**** SELECTED TEXT ****
Post by Hochhaus, Andy
Thanks for the detailed reply and added context Matan.
I agree that bazel shouldn't be the only way to build dart code.
1. Smaller repositories (possibly only containing dart code) which
prefer minimal setup & configuration. These users will likely prefer a dart
specific tool set (such as pub or build_runner).
2. Larger existing projects containing code written in a wide variety
of languages. These users will likely be willing to undertake additional
configuration steps.
That's a sort of hypothetical long-term vision. I say hypothetical because
we're trying to double down on the small-medium size case to completion
first, and let the other cases be more use-case driven.

If you/your company would find immediate value from better Bazel support in
Dart, please contact us and I'd be happy to schedule some sort of
higher-level chat about your needs - you can email me at work (
Post by Hochhaus, Andy
Post by Matan Lurey
* Bazel at the time barely supported Windows, which is important to us.
* Even today, lots of our Bazel integration is Unix-specific. It would
take
Post by Matan Lurey
a lot of time, resources, and debugging to get this to work great
out-of-the-box to Windows users, and even then Bazel is pretty
heavyweight
Post by Matan Lurey
for some projects.
In the "two build systems" model suggested above, windows support need not
be a requirement here. It would be acceptable to have windows only
supported by the dart tooling (pub, build_runner) while macOS and linux
were also supported by bazel.
Sure. Just until we have one build system e2e complete we've been trying
not to focus on another that won't capture all of our users (in this case,
many/most use Windows today).
Post by Hochhaus, Andy
Further, as bazel windows support has significantly improved, should
adequate interest appear in using dart with bazel on windows it would be
possible to fix those issues.
Post by Matan Lurey
So, we took build_runner, and tried building on it. And it turned out to
work quite well. Basically, there is one user-level set of interfaces,
package:build, with a set of contracts that if you follow work for pub
transformers, bazel/blaze, and build_runner.
Can you say more here? Specifically, does any documentation exist on using
these with bazel?
Not really, no, again just due to prioritization.

If you're *really* curious, you can look yourself at the bazel_codegen
<https://github.com/dart-lang/bazel/tree/master/bazel_codegen> package. It
is a Bazel-based implementation of the build package, though you will
notice it rolls its own implementation for most of the compilers.
Post by Hochhaus, Andy
Post by Matan Lurey
Post by Hochhaus, Andy
Post by Ryan Gonzalez
Dazel basically takes in a pubspec and outputs Bazel rules.
Makes sense. This matches my understanding.
Dazel was based on the idea that we could infer a build system
configuration
Post by Matan Lurey
based on your package configuration and a bit of extra metadata. We've
actually kept this model as "build_config" for build_runner. The idea
here
Post by Matan Lurey
is that users that consume generators would have to do little or no work.
****
Continue the mailing-list discussion about building Dart code with Bazel, starting right after its last sentence.
**** DATASET CONTENT ****
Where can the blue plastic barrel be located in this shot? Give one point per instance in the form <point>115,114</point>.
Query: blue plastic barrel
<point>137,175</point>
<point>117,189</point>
****
*FINAL ANSWER*.
https://github.com/dart-lang/build/tree/master/build_config
Interesting. Are you sating that build_config can be used to generate
bazel BUILD files?
That was the original goal. Today it will be used to generate build scripts.

Here is one such example
<https://github.com/dart-lang/build/blob/master/e2e_example/test/goldens/generated_build_script.dart>
.
Post by Hochhaus, Andy
The rules_go <https://github.com/bazelbuild/rules_go/> repo has a tool
called gazelle
<https://github.com/bazelbuild/rules_go/tree/master/go/tools/gazelle>
which functions in a similar manner to dazel (walks a directory tree,
parses *.go files, generates BUILD.bazel files). My dislike for dazel (and
maybe build_config?) is that it depends on pubspec.yaml files which are
"pub specific" files (vs simply dart source code). In the gazelle case only
go source files are required.
Dazel currently isn't a serious project. Internally we have something else,
called Daze, that doesn't use pub at all, which is closer to what you want.
Again, something we might open source as prioritization calls for it.
Post by Hochhaus, Andy
Is it possible to have dazel (or build_config?) avoid a strict dependency
on pubspec.yaml (by falling back to parsing *.dart files and assuming the
"any" version for all dependencies when pubspec isn't present)? In the
gazelle case, if the user wished to pin an external library to a specific
version they simply modify the WORKSPACE file.
Post by Matan Lurey
Post by Hochhaus, Andy
Post by Ryan Gonzalez
The underlying rules don't need to be stable, because they're autogenerated.
Assuming one is using dazel, this also makes sense. However, if one
plans to hand write BUILD files the inconsistency is potentially still
worth clarifying.
Unfortunately we're not in a place where it's feasible to do this with
guaranteed success - though we welcome folks contributing if this is
something that is important to you. We might revisit this story in 2018,
but
Post by Matan Lurey
not before we've shipped something that lets people move off pub
serve/build.
That sounds very reasonable to me.
Post by Matan Lurey
Pub as a package manager is likely to stay indefinitely (similar to NPM
for
Post by Matan Lurey
Node). As far as a build system goes, we'll be focusing on build_runner.
We're also still working out what the long-term entry-points for
compilation, testing, deployment will be.
Thanks for the clarification here.
Post by Matan Lurey
Post by Hochhaus, Andy
Based on the wording in the README, I would guess that Google
internally prefers the use of bazel over pub.
Because we use a single mono-repo internally without branches, there is
no
Post by Matan Lurey
reason to have dependency management, so a lot (read: all) of the
benefits
Post by Matan Lurey
of pub sort of go away anyway.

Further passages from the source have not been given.